Цель задания
Над каким зданием, согласно отрывку о римской толпе, жил Сенека?

Отрывок
──────
Здесь обращает на себя внимание не только теснота как таковая, но и еще одна особенность римской толпы - количество разнородных дел, которыми люди занимались одновременно на одном и том же ограниченном пространстве. Известен случай, когда оратор Кальв выступал на Римском форуме с обвинительной речью против одного из семьи Брутов - как раз в это время мимо, лавируя в толпе, проходила погребальная процессия - хоронили другого члена той же семьи. В декабре 69 года, когда солдаты императора Вителлин штурмовали Капитолий, где засели флавианцы, младший сын Флавия Веспасиана и будущий император Домициан спасся, замешавшись в толпу поклонников Изиды, которые спокойно отправляли свой культ, нимало не смущаясь сражением, идущим вплотную к ним.
И густота толпы сама по себе, и только что отмеченная ее особенность порождали невероятный шум, а голые кирпичные и каменные фасады, ограничивавшие узкие улицы, отражали и еще более усиливала его. Ювенал уверял, что в Риме умирают в основном от невозможности выспаться. Марциал не мог заснуть от стука телег, гомона ребятишек, еще до света бегущих в школу, от того, что менялы, зазывая клиентов, непрерывно стучат монетами по своим переносным столикам. Сенека, приближенный Нерона и один из фактических правителей государства, жил над публичной баней и специально вырабатывал у себя нечувствительность к постоянно окружавшему его грохоту. Интенсивность запахов не уступала интенсивности шума. Из бесчисленных харчевен неслись дым и ароматы дешевой пищи. "От дыхания наших дедов и прадедов разило чесноком и луком", - вспоминал Варрон. Жapa стояла большую часть года, одежда была дочти исключительно шерстяной, а у бедняков и грубошерстной. Рацион состоял в основном из гороха, полбы, хлеба и пахучих приправ. Нетрудно (или скорее очень трудно) себе представить, в какой океан запахов погружался человек, входя в эту плотную, оглушительно галдящую толпу.""
Женщина, неоднократно ездившая в Италию, говорила при мне, что в Риме и сейчас невозможно заснуть в любое время суток от криков итальянцев, которые полагают, что просто разговаривают![:)](http://static.diary.ru/picture/3.gif)
""...
Публичность существования и его живая путаница были типичны не только для городских улиц и общественных зданий, они царили также и в жилых домах - domus'ax и insul'ax.
──────
Фрагменты данных
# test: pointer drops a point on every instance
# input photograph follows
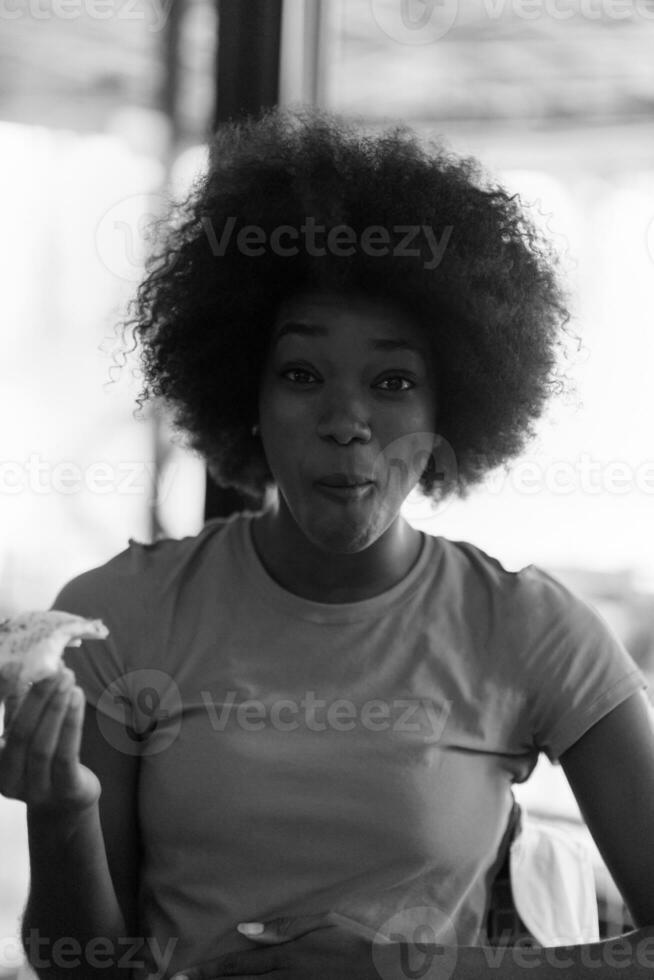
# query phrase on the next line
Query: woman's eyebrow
(313, 330)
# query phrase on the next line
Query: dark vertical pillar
(247, 80)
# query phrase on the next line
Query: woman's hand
(326, 946)
(39, 748)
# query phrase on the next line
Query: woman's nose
(344, 423)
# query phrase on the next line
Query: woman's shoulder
(525, 594)
(137, 569)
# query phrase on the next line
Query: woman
(312, 710)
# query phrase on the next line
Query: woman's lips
(345, 494)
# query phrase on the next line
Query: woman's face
(347, 394)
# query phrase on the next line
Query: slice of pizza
(32, 643)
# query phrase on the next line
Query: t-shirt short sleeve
(576, 671)
(117, 593)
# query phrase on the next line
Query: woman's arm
(611, 772)
(82, 838)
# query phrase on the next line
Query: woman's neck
(302, 568)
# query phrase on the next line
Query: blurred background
(105, 106)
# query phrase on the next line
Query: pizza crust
(32, 644)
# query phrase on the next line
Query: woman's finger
(66, 758)
(44, 742)
(18, 736)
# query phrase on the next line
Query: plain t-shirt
(299, 756)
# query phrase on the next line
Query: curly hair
(493, 307)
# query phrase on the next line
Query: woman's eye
(308, 374)
(297, 371)
(399, 377)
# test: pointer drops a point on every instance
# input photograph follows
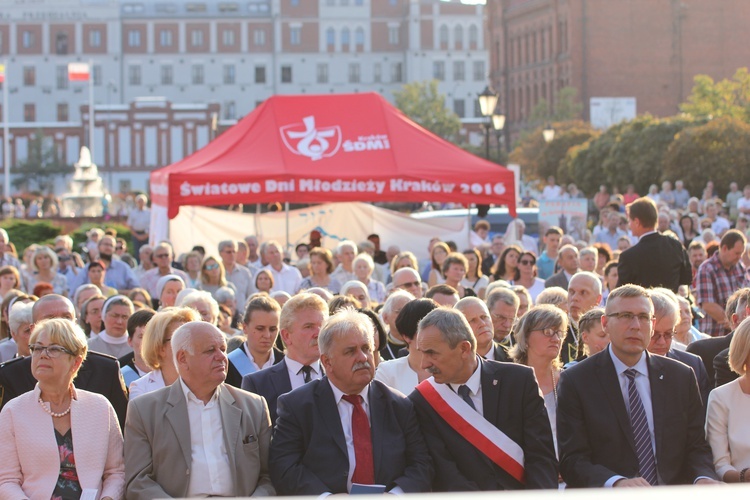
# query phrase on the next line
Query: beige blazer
(30, 460)
(157, 443)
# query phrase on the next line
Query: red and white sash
(484, 436)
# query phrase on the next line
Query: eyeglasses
(643, 318)
(551, 332)
(51, 351)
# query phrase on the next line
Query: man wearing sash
(484, 422)
(261, 327)
(348, 433)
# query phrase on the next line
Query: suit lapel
(610, 385)
(326, 405)
(177, 417)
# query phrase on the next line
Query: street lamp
(487, 104)
(548, 133)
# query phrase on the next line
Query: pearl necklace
(52, 413)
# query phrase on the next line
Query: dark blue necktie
(641, 433)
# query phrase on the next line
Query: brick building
(648, 50)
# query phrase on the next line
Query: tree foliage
(710, 99)
(423, 103)
(718, 151)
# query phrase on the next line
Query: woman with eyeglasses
(527, 275)
(156, 349)
(539, 338)
(58, 441)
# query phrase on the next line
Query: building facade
(646, 51)
(164, 72)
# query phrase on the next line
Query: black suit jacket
(308, 452)
(707, 349)
(696, 364)
(99, 373)
(594, 433)
(656, 260)
(511, 402)
(233, 375)
(269, 383)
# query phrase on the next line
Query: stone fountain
(86, 190)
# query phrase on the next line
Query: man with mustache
(347, 432)
(484, 421)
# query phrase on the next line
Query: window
(321, 73)
(230, 74)
(165, 38)
(459, 71)
(196, 38)
(459, 107)
(95, 38)
(197, 74)
(61, 44)
(397, 71)
(29, 76)
(438, 70)
(29, 112)
(134, 75)
(61, 77)
(230, 110)
(167, 74)
(260, 74)
(28, 39)
(295, 35)
(259, 37)
(479, 71)
(354, 73)
(62, 111)
(227, 38)
(393, 35)
(134, 38)
(286, 74)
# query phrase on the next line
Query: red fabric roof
(327, 148)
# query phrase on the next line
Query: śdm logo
(306, 139)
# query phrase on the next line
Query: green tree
(423, 103)
(710, 99)
(42, 165)
(718, 151)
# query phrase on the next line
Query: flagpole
(91, 109)
(6, 132)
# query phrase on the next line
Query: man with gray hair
(480, 444)
(198, 437)
(348, 408)
(240, 276)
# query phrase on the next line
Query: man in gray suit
(567, 257)
(198, 437)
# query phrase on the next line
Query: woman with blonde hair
(156, 349)
(58, 441)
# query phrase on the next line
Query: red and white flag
(78, 72)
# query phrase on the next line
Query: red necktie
(364, 470)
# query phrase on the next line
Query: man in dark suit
(667, 314)
(656, 260)
(627, 418)
(737, 309)
(258, 351)
(99, 373)
(567, 258)
(300, 321)
(346, 428)
(500, 401)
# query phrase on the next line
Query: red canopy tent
(327, 148)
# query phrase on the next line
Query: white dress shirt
(210, 473)
(297, 377)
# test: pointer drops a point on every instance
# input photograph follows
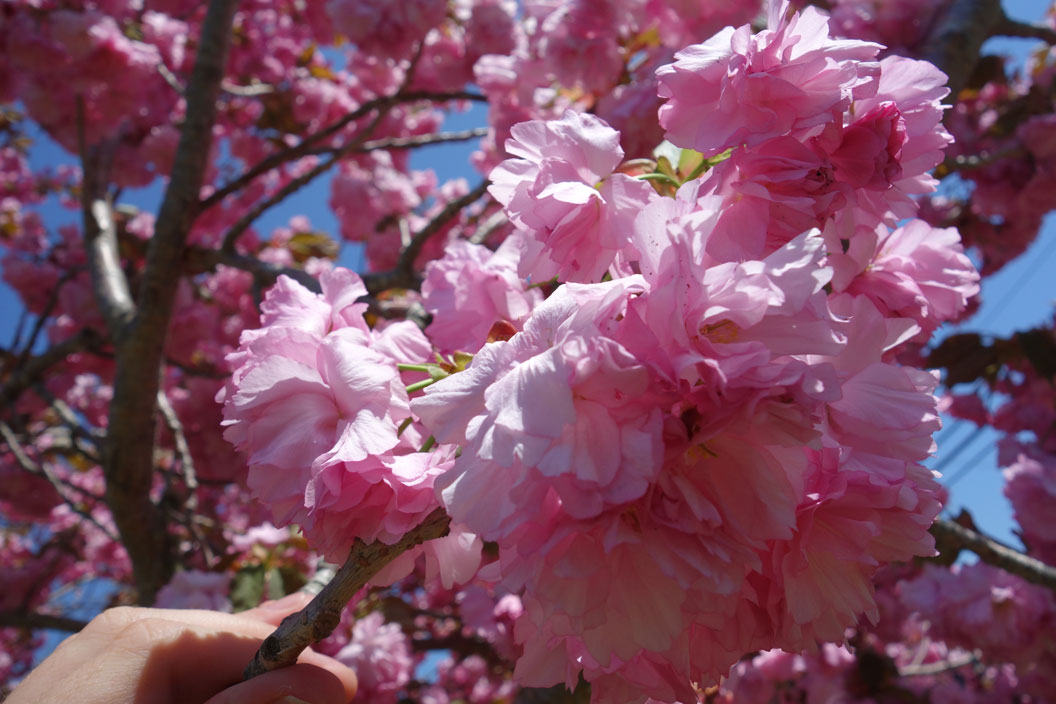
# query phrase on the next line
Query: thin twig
(200, 260)
(924, 669)
(403, 276)
(320, 617)
(415, 140)
(955, 41)
(129, 456)
(21, 619)
(170, 78)
(995, 553)
(34, 368)
(109, 283)
(306, 145)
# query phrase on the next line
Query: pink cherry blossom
(192, 589)
(550, 190)
(470, 290)
(742, 89)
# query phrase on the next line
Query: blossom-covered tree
(639, 414)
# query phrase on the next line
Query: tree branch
(416, 140)
(39, 621)
(130, 448)
(321, 615)
(42, 470)
(31, 372)
(306, 145)
(995, 553)
(955, 42)
(403, 274)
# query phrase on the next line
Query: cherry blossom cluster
(697, 445)
(666, 374)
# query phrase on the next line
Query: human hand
(136, 655)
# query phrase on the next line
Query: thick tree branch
(321, 615)
(295, 185)
(183, 450)
(39, 621)
(995, 553)
(308, 144)
(130, 449)
(495, 221)
(42, 470)
(416, 140)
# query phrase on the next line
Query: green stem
(659, 176)
(417, 386)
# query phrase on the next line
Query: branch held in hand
(320, 617)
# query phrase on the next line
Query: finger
(192, 663)
(305, 682)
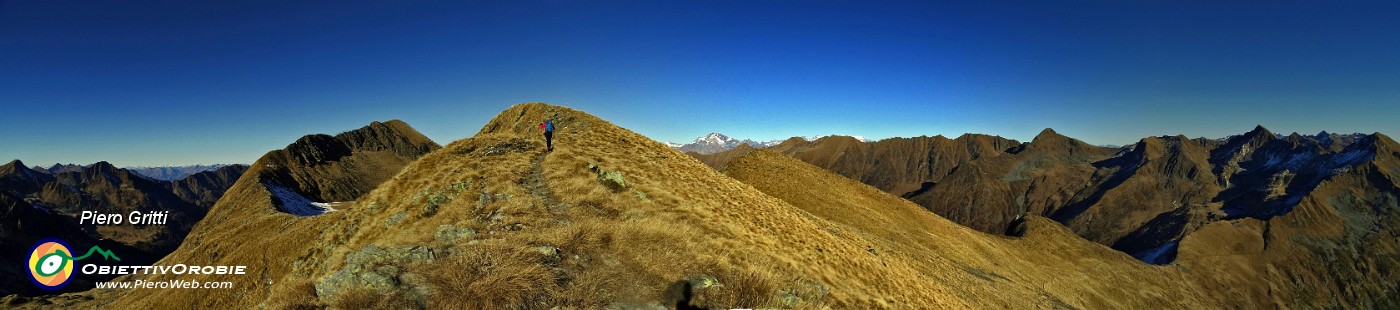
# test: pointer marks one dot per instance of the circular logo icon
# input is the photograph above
(51, 265)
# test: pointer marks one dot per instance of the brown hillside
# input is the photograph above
(248, 226)
(984, 270)
(1283, 220)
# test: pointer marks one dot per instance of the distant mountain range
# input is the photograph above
(38, 202)
(171, 173)
(611, 219)
(717, 142)
(164, 173)
(1313, 208)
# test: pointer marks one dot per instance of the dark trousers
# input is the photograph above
(549, 140)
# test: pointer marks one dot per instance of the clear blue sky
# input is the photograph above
(146, 83)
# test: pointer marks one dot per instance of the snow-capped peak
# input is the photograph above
(714, 138)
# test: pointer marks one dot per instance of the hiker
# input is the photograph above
(549, 133)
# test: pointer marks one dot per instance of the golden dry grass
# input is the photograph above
(549, 232)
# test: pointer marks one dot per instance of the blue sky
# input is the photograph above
(149, 83)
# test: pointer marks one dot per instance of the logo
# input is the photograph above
(51, 263)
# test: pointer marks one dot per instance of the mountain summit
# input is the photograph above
(717, 142)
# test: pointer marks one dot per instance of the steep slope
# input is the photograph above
(251, 225)
(990, 270)
(205, 188)
(612, 219)
(900, 166)
(104, 188)
(21, 225)
(1334, 194)
(342, 167)
(717, 142)
(174, 173)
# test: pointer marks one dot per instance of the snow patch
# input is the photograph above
(1350, 157)
(296, 204)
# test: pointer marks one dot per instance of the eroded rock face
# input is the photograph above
(342, 167)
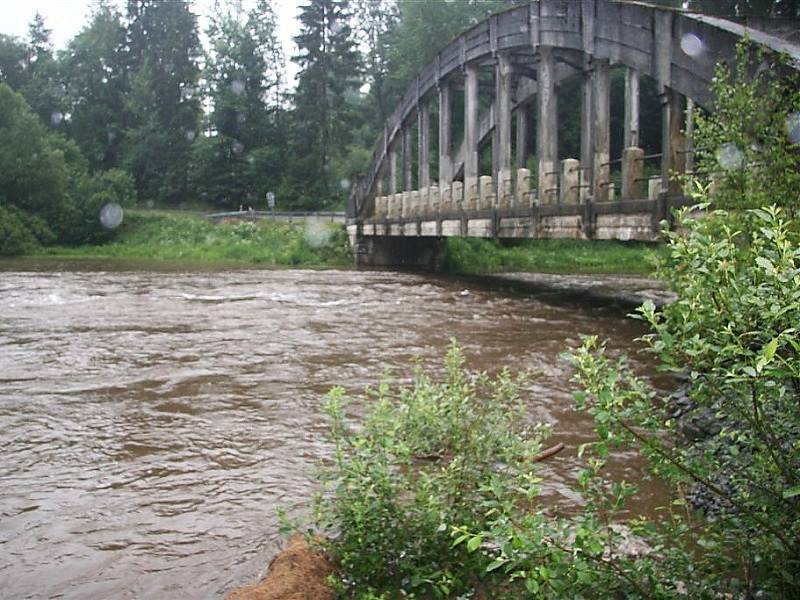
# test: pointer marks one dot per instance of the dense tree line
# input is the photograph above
(136, 90)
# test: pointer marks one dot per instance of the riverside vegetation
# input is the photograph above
(436, 493)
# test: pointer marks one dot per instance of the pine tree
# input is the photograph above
(163, 108)
(327, 84)
(244, 74)
(94, 74)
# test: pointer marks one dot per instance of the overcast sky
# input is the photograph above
(66, 18)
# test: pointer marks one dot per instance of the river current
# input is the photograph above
(152, 421)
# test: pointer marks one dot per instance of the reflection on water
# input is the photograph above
(151, 422)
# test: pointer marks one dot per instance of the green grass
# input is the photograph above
(155, 235)
(473, 255)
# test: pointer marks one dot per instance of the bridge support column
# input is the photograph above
(673, 142)
(602, 131)
(547, 126)
(471, 127)
(427, 253)
(522, 137)
(445, 134)
(523, 195)
(631, 128)
(570, 181)
(424, 142)
(503, 125)
(392, 170)
(632, 173)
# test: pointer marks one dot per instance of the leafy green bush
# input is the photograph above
(15, 237)
(733, 332)
(747, 148)
(429, 457)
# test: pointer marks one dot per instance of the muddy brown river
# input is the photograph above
(151, 421)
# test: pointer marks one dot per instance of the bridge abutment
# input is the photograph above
(426, 253)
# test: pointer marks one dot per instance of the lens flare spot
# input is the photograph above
(691, 45)
(793, 127)
(317, 234)
(111, 215)
(730, 157)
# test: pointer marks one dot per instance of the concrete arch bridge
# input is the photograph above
(509, 68)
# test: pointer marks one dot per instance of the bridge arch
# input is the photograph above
(530, 50)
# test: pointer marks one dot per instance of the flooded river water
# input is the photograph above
(151, 422)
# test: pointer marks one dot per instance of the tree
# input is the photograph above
(43, 88)
(244, 73)
(13, 61)
(94, 74)
(375, 26)
(327, 84)
(162, 55)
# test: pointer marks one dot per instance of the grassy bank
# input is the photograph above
(475, 255)
(160, 236)
(171, 236)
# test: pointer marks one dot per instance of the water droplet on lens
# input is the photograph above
(793, 127)
(730, 157)
(111, 215)
(691, 45)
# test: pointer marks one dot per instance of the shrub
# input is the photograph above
(429, 457)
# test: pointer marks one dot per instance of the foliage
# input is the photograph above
(749, 151)
(45, 179)
(15, 237)
(162, 100)
(326, 86)
(428, 457)
(474, 255)
(733, 332)
(153, 235)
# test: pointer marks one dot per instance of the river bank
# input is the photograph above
(190, 238)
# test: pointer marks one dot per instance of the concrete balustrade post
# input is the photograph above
(653, 187)
(457, 197)
(632, 173)
(601, 168)
(443, 203)
(488, 197)
(523, 193)
(547, 125)
(570, 180)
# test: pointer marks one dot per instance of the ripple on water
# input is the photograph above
(151, 423)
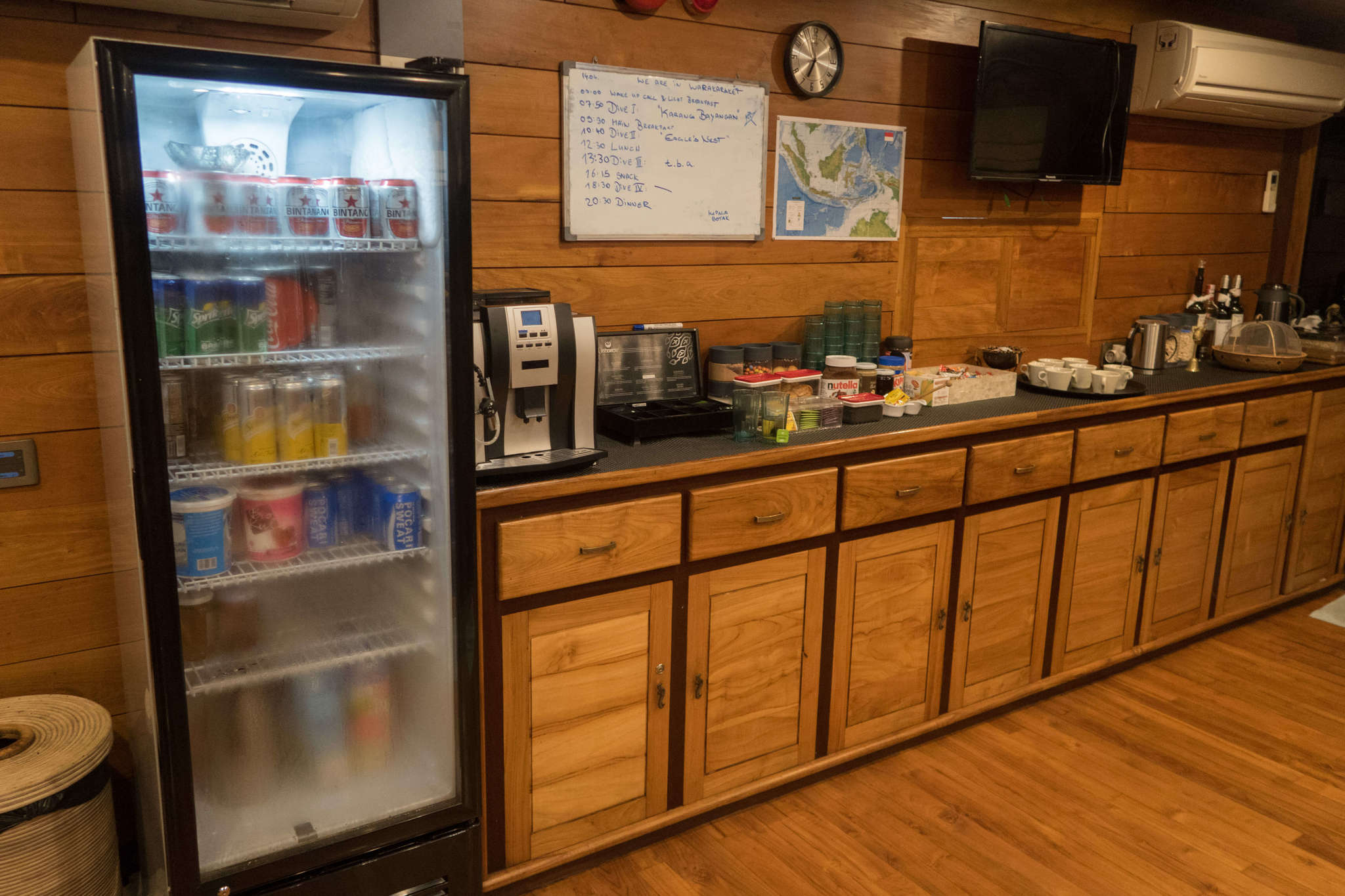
──────
Верный результат
Над публичной баней.